# [Stated problem]
Retype the data below line for line, keeping every character unchanged.
▼
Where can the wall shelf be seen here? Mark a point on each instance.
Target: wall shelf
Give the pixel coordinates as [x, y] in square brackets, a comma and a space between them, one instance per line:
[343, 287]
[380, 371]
▲
# [Worked answer]
Where can the wall shelf be seen here? Mark a point on each instance.
Target: wall shelf
Give the pixel coordinates as [x, y] in square brackets, a comma and a space between them, one instance per line:
[343, 287]
[380, 371]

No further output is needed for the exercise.